These are the key concepts you need to understand to accurately answer the question.

Cross-Multiplication
Cross-multiplication is a powerful technique used to solve equations involving fractions. It helps us eliminate the denominators, making the equation easier to handle.
  • Consider the equation with two fractions on either side of an equal sign: \(\frac{a}{b} = \frac{c}{d}\).
  • To cross-multiply, multiply the numerator of the first fraction by the denominator of the second, and vice versa. This process turns the equation into: \(a \, \cdot \, d = c \, \cdot \, b\).
  • The resulting equation no longer has any fractions, allowing us to focus on solving a simpler linear equation.
Cross-multiplication is especially useful when the equation consists of one fraction on each side. Carefully performing this step will set the stage for solving the equation with minimal complexity.
Solving Equations
Solving linear equations involves finding the value of a variable that makes the equation true. After cross-multiplying, you're typically left with a linear equation where the variable appears in one or both terms.
  • First, look at the distributed terms on both sides of the equation. Distributing means multiplying out any parentheses. For example, \(6(x + 4)\) becomes \(6x + 24\).
  • Gather all terms involving the variable on one side by adding or subtracting terms appropriately. Here, subtract \(5x\) from both sides to get all \(x\) terms on the left side.

■ Directive 1: Collect and copy every row that holds the string "hand", matching case exactly.
The passage on cross-multiplication has no connection to the rows.

■ Records provided:
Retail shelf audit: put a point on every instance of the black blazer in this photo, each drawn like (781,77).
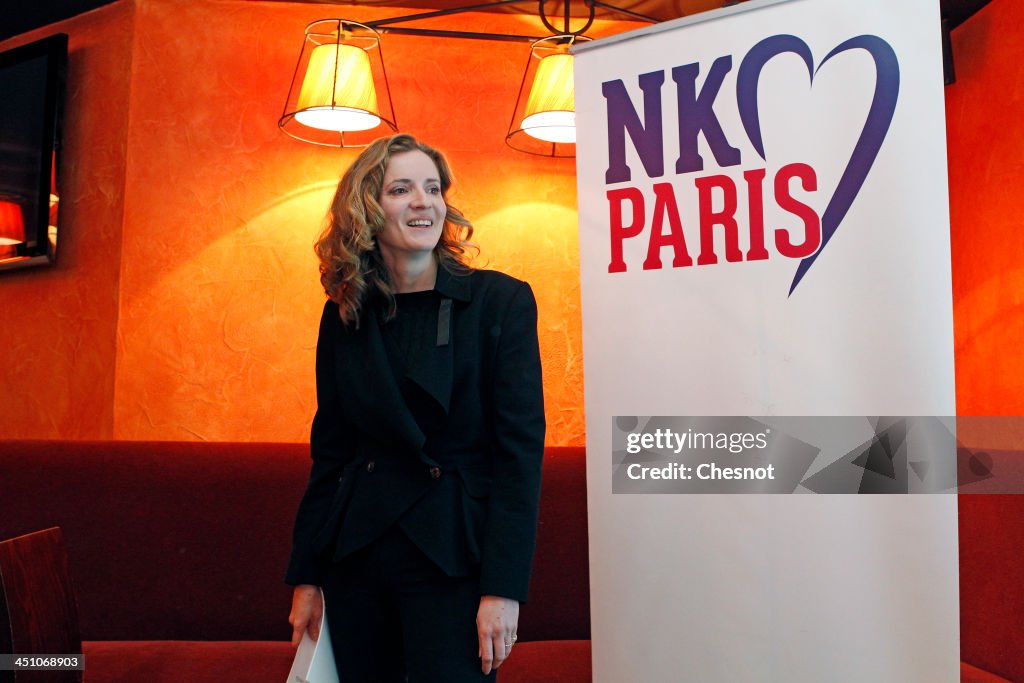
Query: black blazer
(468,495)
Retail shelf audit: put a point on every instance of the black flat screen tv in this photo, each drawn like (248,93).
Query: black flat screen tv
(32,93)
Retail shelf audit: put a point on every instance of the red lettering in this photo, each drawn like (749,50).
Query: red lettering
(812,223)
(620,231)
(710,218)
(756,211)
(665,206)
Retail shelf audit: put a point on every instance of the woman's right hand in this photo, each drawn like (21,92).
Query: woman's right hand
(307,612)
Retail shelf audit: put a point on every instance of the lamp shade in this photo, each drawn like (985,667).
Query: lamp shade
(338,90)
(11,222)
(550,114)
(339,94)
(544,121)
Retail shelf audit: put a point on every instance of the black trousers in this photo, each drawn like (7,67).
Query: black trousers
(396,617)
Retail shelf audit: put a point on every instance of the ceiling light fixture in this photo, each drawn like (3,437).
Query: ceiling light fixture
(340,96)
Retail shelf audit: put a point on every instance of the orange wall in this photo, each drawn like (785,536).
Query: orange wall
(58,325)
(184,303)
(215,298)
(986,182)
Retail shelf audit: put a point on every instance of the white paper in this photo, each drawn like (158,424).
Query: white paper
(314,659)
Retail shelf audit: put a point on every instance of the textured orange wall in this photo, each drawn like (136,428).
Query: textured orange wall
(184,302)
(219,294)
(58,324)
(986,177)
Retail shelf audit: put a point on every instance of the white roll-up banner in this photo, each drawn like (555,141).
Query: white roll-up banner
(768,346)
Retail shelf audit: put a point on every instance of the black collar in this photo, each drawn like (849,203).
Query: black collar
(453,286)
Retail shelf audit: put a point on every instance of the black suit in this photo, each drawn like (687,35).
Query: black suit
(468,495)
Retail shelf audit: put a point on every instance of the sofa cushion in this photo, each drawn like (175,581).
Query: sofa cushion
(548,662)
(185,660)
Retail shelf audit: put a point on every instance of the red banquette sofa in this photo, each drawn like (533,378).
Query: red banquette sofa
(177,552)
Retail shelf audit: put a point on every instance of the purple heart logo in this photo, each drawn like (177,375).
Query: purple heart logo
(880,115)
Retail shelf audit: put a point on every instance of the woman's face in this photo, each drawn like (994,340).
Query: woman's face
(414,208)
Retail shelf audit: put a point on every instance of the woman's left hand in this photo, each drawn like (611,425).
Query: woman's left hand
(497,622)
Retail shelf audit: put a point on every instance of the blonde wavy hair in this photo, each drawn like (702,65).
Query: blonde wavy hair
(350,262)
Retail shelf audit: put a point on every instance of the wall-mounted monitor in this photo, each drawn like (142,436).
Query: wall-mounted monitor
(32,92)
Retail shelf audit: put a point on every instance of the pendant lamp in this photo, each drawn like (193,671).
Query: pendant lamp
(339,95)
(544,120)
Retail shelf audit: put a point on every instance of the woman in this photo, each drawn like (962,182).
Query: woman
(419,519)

■ Directive 2: From the passage on cross-multiplication, write out the part starting with "Cross-multiplication is especially" and going on through "or both terms.", substituting "unknown" for "variable".

■ Task solution 1:
Retail shelf audit: put a point on every instance of the woman's right hand in this photo, each drawn like (21,92).
Query: woman's right hand
Retail shelf audit: put a point on every instance of the woman's left hand in this photo, each drawn like (611,425).
Query: woman's left hand

■ Task solution 2:
Cross-multiplication is especially useful when the equation consists of one fraction on each side. Carefully performing this step will set the stage for solving the equation with minimal complexity.
Solving Equations
Solving linear equations involves finding the value of a unknown that makes the equation true. After cross-multiplying, you're typically left with a linear equation where the unknown appears in one or both terms.